**EXERCISE INSTRUCTIONS**
Reproduce verbatim the rows running from the line containing "Which region contains avocado half?" through the end of the rows, including both of those ends.

- - - -

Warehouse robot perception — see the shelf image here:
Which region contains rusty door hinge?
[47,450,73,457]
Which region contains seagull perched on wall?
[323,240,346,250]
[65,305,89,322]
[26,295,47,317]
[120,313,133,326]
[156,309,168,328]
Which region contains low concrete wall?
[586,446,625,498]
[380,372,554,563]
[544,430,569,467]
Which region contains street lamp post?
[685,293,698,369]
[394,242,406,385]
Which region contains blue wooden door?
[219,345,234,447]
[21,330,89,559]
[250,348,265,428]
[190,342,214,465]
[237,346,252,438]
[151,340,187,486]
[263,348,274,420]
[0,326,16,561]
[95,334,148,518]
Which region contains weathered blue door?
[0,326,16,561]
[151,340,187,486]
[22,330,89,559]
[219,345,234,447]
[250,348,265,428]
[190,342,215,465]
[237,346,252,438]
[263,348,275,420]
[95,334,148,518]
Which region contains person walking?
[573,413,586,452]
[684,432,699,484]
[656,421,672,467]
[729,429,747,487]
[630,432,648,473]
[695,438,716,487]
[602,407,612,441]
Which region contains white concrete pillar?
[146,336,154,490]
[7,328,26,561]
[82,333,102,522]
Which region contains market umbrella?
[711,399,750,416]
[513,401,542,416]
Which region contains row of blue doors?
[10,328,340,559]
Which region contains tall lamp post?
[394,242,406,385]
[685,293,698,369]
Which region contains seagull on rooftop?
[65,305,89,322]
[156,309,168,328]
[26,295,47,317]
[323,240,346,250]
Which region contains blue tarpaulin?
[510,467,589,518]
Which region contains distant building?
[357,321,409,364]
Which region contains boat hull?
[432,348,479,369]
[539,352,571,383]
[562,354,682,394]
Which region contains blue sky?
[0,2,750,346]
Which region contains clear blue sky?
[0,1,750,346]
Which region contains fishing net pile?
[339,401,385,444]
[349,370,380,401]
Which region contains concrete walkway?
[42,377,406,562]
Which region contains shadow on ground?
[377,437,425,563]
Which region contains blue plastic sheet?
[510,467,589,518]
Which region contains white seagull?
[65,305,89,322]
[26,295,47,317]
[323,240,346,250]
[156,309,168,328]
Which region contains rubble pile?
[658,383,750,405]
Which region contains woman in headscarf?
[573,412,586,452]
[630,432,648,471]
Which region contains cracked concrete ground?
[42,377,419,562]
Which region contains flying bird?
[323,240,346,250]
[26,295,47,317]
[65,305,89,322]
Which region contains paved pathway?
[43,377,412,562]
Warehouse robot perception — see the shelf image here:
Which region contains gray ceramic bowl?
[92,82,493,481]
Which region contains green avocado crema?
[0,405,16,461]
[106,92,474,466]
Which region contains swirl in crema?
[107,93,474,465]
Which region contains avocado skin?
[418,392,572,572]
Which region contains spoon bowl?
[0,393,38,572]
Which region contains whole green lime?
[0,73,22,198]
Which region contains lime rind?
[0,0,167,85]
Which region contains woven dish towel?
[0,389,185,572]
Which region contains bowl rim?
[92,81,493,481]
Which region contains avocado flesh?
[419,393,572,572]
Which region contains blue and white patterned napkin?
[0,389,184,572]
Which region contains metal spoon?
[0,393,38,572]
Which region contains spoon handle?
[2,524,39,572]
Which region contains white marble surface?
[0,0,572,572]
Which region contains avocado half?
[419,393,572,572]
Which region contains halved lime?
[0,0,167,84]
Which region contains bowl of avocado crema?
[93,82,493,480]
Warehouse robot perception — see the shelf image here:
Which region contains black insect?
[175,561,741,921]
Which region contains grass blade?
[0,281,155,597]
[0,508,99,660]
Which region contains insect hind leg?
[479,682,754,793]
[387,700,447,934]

- - - -

**RESULT FOR THIS TASK**
Which region contains avocado half?
[419,393,572,572]
Which region contains halved lime?
[0,0,167,84]
Which region contains bowl of avocado crema?
[93,82,493,480]
Warehouse robot perception — see the shelf image here:
Which region contains black insect?
[175,561,741,921]
Which region contains grass blade?
[0,281,155,597]
[0,508,99,660]
Which region contains insect hind leg?
[479,682,754,793]
[387,700,447,934]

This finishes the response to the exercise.